Entries from a pointing dataset
>> Begin
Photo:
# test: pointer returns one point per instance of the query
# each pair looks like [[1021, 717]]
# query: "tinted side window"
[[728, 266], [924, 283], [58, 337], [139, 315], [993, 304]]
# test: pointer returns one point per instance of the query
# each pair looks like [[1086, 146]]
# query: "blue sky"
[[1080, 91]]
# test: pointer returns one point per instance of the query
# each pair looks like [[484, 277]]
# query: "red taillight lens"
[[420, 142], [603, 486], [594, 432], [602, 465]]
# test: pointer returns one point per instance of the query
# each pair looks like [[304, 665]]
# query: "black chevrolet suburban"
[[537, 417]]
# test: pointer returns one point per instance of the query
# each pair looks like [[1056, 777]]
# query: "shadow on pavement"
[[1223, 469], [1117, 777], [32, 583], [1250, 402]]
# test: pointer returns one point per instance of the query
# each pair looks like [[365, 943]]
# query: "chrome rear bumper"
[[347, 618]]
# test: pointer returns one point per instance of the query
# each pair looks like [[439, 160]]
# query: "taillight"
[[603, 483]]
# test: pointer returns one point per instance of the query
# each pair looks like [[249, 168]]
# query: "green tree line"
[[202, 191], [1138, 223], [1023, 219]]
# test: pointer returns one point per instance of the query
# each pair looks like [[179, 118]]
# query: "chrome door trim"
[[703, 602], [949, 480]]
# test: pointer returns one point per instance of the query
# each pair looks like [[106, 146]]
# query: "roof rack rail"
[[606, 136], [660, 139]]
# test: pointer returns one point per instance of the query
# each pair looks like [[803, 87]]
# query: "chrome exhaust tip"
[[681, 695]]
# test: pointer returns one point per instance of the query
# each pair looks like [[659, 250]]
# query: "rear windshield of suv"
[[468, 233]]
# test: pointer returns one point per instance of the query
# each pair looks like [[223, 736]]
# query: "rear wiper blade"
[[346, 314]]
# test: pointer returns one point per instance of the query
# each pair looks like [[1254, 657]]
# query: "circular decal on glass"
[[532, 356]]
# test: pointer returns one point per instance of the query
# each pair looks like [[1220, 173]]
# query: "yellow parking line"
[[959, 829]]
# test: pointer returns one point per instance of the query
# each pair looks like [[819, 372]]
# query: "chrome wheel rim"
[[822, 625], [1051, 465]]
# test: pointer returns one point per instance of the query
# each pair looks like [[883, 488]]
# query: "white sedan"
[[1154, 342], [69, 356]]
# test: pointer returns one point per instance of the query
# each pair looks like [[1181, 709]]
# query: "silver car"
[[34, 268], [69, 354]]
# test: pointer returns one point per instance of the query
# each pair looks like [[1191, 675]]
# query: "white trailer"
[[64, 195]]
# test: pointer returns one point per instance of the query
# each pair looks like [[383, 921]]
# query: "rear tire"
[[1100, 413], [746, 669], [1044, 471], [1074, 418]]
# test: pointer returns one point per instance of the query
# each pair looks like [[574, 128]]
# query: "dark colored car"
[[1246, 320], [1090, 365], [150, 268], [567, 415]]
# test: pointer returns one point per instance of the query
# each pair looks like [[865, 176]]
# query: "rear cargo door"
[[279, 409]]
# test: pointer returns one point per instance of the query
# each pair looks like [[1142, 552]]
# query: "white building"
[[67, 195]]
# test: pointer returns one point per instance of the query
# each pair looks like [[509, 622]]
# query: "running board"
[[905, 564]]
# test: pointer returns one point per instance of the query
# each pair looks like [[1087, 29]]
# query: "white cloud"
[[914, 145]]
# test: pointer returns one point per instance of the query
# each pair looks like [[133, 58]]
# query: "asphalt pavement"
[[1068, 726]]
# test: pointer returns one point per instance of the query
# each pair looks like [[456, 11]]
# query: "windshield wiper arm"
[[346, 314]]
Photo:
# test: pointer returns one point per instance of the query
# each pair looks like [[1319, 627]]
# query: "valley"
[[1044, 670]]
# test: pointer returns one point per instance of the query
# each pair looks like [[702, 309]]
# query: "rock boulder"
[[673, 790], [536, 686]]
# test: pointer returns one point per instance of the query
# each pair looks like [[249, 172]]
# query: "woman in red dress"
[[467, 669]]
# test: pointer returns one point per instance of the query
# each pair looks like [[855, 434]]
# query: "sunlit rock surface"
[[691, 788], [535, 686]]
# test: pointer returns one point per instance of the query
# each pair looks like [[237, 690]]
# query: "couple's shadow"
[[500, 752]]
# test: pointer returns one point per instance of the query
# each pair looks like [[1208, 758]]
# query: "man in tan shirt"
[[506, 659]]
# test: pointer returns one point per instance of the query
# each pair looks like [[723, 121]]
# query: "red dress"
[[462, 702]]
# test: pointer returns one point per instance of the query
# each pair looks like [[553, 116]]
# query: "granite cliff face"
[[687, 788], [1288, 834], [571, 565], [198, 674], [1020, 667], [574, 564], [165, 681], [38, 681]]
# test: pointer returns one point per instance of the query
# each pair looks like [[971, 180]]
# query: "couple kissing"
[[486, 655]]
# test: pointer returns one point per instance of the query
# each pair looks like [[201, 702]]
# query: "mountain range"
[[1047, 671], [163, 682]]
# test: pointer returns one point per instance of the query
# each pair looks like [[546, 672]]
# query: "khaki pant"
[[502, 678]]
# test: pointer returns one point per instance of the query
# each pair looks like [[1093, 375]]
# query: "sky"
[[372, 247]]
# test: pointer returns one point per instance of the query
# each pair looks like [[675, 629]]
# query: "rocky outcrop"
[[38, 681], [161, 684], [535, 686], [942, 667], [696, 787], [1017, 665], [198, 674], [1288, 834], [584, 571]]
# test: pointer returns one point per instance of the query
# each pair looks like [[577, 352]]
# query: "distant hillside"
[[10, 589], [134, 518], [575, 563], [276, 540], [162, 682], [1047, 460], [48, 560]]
>> End
• [The task]:
Without changing a word, restate the whole listing.

• [Response for this exercise]:
Photo:
# test: pointer returns one point per instance of the query
# each pair looks like [[1021, 717]]
# query: "tinted side window"
[[728, 266], [924, 283], [58, 337], [139, 315], [993, 304]]
# test: pointer returns one point per instance of the query
# each pair looks like [[1086, 146]]
# query: "blue sky"
[[1080, 91]]
# test: pointer returns one point per instance of the query
# each pair looks like [[484, 277]]
# query: "red taillight lens"
[[420, 142], [603, 486], [594, 432], [602, 465]]
# test: pointer returns one point per instance of the query
# each pair looks like [[304, 665]]
# query: "black chevrolet suburban"
[[537, 417]]
# test: pointer returns one point per instance of the query
# each pair looks like [[1056, 777]]
# query: "shadow on pavement"
[[1223, 469], [1117, 777], [32, 583], [1250, 402]]
# test: pointer returns one point per instance of the query
# each pair looks like [[365, 943]]
# query: "chrome rear bumper"
[[347, 618]]
# test: pointer returns one point per instance of the query
# each pair looks like [[439, 160]]
# query: "taillight"
[[603, 483]]
# test: pointer returns one point per instance of the query
# each pair looks like [[249, 168]]
# query: "green tree line"
[[202, 191], [1138, 223], [1023, 219]]
# test: pointer returns one point per instance of the query
# each pair looks like [[179, 118]]
# query: "chrome door trim"
[[703, 602], [949, 480]]
# test: pointer returns one point per instance of the query
# each pair looks like [[106, 146]]
# query: "roof rack rail"
[[606, 136], [660, 139]]
# test: pointer returns one point per instance of the query
# each pair looks like [[803, 87]]
# query: "chrome exhaust tip"
[[681, 695]]
# test: pointer returns one point per instance of the query
# each pair looks like [[659, 250]]
# query: "rear windshield of suv"
[[468, 233]]
# test: pointer returns one point per instance of the query
# each pair looks like [[223, 736]]
# query: "rear wiper blade"
[[346, 314]]
# test: pointer returns one point per instance of the query
# each pair looks like [[1254, 657]]
# query: "circular decal on glass"
[[532, 356]]
# test: pointer returns one point per instance of the query
# each pair looks like [[1220, 173]]
# query: "yellow parking line"
[[959, 829]]
# test: pointer returns one point per instance of the query
# each pair looks like [[819, 372]]
# query: "chrome wheel rim"
[[822, 625], [1051, 465]]
# test: pointer returns one point per instance of the query
# each pair looks like [[883, 488]]
# query: "white sedan"
[[1154, 342], [69, 356]]
# test: pointer returns one point per instance of the query
# each pair looks like [[1181, 709]]
# query: "silver car"
[[34, 268], [69, 354]]
# test: pointer returns one point per instance of the query
# each pair looks like [[1191, 675]]
# query: "white trailer"
[[64, 195]]
# test: pointer returns one point per instance of the query
# each pair looks like [[383, 921]]
# query: "rear tire"
[[1100, 413], [746, 669], [1044, 471], [1074, 418]]
# test: pointer returns one point per instance of the query
# each pair looks like [[574, 128]]
# query: "dark colored car"
[[1246, 320], [1090, 365], [150, 268], [567, 415]]
# test: pointer returns one point per instance of the query
# each pair looks like [[865, 176]]
# query: "rear cargo door"
[[279, 409]]
# test: pointer returns one point per instance of the query
# each pair looks like [[1142, 552]]
# query: "white building"
[[67, 195]]
# test: pointer returns one point per instance of the query
# each pair looks like [[509, 622]]
# query: "running board"
[[905, 564]]
# test: pointer returns one point per instance of the query
# each pair looks like [[1087, 29]]
# query: "white cloud"
[[914, 145]]
# test: pointer returns one point per instance of the query
# each pair looks like [[133, 58]]
# query: "asphalt pavement"
[[1068, 726]]
# test: pointer returns one point per instance of the query
# each pair looks like [[456, 11]]
# query: "windshield wiper arm"
[[346, 314]]
Photo:
# test: pointer returns one point per instance of the query
# each pair looks like [[1319, 627]]
# query: "valley"
[[1044, 670]]
# test: pointer returns one point per instance of the query
# each pair looks like [[702, 309]]
# query: "rock boulder"
[[673, 790], [536, 686]]
# test: pointer returns one point per instance of the query
# each pair looks like [[249, 172]]
# query: "woman in red dress"
[[467, 669]]
# test: pointer returns one point per instance of the query
# each pair looks like [[855, 434]]
# query: "sunlit rock surface"
[[691, 788], [535, 686]]
# test: pointer returns one point per instance of the query
# each pair looks like [[237, 690]]
# query: "couple's shadow"
[[500, 752]]
# test: pointer returns one point per instance of the query
# each pair looks like [[1208, 758]]
# query: "man in tan shirt"
[[506, 659]]
# test: pointer returns one point per instance of the query
# each pair looks like [[723, 121]]
# query: "red dress"
[[462, 702]]
# test: pointer returns one point per instance of the query
# each pair looks like [[553, 116]]
# query: "granite cliff face"
[[687, 788], [1288, 834], [571, 565], [198, 674], [1020, 667], [574, 564], [165, 681], [38, 681]]
# test: pointer returns one point per instance of the query
# each pair looks like [[971, 180]]
# query: "couple kissing"
[[486, 655]]
# test: pointer returns one point per instance of the query
# each pair looks like [[201, 702]]
# query: "mountain range"
[[1047, 671], [163, 682]]
# test: pointer returns one point per instance of the query
# each pair looks like [[546, 672]]
# query: "khaki pant"
[[502, 678]]
# test: pointer returns one point per instance of the query
# each pair looks like [[1093, 375]]
# query: "sky"
[[372, 247]]
# test: pointer returns one point per instance of the query
# each pair looks like [[675, 629]]
# query: "rocky outcrop"
[[38, 681], [161, 684], [535, 686], [942, 667], [696, 787], [1017, 665], [198, 674], [1288, 834], [584, 571]]
# test: pointer returns one point per instance of the query
# each pair looks like [[577, 352]]
# query: "distant hillside"
[[10, 589], [134, 518], [575, 563], [276, 540], [162, 682], [1047, 460], [48, 560]]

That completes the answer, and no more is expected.